What is needed |
The answer must be a single number, namely how many lines in the entries below contain the string "harness".
####################
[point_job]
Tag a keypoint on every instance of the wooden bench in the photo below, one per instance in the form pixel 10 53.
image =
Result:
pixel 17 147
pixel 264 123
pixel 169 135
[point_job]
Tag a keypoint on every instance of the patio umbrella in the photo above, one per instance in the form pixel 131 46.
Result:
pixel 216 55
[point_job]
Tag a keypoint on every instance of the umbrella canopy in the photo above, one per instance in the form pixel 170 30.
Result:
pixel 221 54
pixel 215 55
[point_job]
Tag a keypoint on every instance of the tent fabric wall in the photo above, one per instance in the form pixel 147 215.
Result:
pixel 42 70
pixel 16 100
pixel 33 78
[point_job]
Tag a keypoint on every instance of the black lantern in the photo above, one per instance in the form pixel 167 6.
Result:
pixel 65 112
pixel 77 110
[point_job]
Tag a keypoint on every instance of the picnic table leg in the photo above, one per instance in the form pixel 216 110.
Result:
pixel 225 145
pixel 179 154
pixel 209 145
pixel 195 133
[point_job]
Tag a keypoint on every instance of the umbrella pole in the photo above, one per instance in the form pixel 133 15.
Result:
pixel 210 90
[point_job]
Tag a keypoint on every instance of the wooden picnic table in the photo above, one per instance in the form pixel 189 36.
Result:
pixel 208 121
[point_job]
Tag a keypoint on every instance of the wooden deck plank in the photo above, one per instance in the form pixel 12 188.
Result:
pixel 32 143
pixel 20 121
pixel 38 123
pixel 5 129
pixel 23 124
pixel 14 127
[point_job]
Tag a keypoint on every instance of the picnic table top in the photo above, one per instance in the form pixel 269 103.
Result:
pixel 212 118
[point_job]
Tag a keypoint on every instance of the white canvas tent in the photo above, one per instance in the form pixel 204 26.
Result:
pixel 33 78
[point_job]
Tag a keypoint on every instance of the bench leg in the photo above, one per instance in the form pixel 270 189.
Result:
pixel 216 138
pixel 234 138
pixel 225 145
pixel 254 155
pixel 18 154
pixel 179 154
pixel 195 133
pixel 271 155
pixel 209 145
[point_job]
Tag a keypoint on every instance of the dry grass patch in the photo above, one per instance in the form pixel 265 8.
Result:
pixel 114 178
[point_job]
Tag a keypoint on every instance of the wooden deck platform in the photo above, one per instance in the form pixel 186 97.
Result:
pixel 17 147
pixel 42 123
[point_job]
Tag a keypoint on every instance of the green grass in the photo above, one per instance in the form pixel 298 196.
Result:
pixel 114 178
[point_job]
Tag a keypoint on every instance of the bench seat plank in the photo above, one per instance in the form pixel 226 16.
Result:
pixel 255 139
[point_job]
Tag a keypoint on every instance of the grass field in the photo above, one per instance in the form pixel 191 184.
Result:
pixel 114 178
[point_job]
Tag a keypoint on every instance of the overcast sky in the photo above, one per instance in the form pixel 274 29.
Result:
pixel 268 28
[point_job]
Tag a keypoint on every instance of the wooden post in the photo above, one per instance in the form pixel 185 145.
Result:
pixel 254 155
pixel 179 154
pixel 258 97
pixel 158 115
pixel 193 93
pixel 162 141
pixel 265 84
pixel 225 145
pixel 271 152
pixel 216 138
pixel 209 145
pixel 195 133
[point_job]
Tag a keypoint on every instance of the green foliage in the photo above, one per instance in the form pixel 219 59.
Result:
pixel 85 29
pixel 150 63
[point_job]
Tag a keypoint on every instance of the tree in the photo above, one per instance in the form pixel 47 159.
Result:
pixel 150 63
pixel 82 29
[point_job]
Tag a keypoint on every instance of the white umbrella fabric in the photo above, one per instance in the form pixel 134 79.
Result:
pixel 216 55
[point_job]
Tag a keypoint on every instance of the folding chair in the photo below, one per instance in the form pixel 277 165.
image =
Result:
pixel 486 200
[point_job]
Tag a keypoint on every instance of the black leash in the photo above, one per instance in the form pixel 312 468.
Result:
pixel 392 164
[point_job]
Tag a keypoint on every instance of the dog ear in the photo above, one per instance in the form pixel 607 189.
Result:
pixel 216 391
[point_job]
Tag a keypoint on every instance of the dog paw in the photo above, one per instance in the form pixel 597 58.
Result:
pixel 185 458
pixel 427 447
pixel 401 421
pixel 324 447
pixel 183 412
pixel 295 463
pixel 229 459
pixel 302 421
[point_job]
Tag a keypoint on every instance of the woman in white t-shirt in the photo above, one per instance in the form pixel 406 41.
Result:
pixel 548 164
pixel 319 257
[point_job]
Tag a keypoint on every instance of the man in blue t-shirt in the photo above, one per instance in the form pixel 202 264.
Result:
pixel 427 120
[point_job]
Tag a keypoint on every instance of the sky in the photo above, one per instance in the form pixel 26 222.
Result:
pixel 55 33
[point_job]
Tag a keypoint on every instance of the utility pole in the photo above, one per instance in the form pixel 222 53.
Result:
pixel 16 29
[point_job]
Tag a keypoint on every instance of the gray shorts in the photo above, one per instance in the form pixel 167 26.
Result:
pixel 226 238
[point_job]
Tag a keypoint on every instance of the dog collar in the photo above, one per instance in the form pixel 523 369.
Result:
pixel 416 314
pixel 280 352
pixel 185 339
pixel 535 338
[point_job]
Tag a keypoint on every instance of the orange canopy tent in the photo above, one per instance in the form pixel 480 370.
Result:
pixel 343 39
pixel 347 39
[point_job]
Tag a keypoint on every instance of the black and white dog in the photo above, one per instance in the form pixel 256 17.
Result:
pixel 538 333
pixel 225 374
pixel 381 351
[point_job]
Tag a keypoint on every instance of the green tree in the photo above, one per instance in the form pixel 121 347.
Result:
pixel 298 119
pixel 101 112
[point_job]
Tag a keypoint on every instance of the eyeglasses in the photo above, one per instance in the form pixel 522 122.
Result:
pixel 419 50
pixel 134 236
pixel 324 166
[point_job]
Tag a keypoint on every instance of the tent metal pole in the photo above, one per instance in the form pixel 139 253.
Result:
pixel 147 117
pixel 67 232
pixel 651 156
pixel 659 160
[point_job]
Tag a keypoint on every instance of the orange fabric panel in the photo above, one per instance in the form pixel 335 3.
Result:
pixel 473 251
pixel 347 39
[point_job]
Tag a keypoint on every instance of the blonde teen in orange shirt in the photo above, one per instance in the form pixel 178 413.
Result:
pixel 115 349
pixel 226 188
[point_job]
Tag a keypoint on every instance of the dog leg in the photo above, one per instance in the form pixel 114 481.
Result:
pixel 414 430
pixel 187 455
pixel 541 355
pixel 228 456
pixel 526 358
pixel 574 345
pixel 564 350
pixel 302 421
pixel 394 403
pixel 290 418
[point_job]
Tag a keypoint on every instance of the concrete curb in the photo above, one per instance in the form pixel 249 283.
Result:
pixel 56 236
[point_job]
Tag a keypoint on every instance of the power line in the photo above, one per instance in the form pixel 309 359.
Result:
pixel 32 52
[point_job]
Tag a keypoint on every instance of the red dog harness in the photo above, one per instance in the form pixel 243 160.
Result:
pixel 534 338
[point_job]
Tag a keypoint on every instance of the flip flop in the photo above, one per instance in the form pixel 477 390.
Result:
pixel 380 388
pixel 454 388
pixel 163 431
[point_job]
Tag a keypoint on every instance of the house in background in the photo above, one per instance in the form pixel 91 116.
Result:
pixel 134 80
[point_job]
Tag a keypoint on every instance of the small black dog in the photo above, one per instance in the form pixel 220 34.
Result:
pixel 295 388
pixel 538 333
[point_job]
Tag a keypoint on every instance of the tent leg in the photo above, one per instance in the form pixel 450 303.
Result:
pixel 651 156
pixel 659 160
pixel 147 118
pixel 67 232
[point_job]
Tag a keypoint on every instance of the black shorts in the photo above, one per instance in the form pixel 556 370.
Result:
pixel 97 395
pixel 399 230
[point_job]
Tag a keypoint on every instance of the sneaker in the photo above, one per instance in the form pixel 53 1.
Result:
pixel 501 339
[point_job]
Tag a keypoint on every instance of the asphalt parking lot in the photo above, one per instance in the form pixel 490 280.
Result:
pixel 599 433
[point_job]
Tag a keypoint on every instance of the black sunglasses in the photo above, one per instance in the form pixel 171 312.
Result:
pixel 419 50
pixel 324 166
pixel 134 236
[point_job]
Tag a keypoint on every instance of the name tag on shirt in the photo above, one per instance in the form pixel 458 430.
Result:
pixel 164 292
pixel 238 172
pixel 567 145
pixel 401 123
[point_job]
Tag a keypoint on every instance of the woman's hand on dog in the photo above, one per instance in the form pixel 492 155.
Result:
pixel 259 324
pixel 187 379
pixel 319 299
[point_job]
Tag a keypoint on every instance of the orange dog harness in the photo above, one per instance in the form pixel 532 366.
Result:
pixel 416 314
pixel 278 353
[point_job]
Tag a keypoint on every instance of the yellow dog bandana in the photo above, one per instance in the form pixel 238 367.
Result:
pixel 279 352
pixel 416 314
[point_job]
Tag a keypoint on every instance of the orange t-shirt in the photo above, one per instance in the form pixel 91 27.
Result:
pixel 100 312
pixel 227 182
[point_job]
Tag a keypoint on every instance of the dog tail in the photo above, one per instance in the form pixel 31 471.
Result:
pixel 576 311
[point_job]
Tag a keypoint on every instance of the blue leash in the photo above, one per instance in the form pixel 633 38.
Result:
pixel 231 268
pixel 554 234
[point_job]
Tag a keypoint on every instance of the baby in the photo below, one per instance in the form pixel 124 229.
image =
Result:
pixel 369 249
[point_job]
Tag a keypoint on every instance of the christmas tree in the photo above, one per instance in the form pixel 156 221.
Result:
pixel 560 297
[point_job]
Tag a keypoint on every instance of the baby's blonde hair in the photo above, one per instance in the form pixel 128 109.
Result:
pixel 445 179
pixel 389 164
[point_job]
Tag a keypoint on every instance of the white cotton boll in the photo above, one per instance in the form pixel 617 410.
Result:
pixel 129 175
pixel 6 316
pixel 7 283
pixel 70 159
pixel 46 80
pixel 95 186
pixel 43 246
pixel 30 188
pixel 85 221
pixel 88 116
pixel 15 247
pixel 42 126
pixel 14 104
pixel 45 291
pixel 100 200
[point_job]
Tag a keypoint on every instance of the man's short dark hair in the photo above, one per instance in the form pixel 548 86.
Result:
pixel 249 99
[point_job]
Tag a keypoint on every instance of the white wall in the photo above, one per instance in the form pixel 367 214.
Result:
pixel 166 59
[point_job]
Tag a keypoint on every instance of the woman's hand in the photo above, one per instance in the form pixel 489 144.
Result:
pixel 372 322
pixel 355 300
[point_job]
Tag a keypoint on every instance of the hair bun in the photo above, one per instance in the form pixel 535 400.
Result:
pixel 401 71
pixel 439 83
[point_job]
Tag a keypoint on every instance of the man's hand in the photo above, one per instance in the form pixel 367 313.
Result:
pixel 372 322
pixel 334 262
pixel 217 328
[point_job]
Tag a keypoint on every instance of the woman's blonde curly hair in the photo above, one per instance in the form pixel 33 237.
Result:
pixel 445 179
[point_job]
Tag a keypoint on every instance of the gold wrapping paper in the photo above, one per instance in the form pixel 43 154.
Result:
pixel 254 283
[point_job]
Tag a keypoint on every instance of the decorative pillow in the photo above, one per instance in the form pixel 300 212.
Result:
####################
Answer to this problem |
2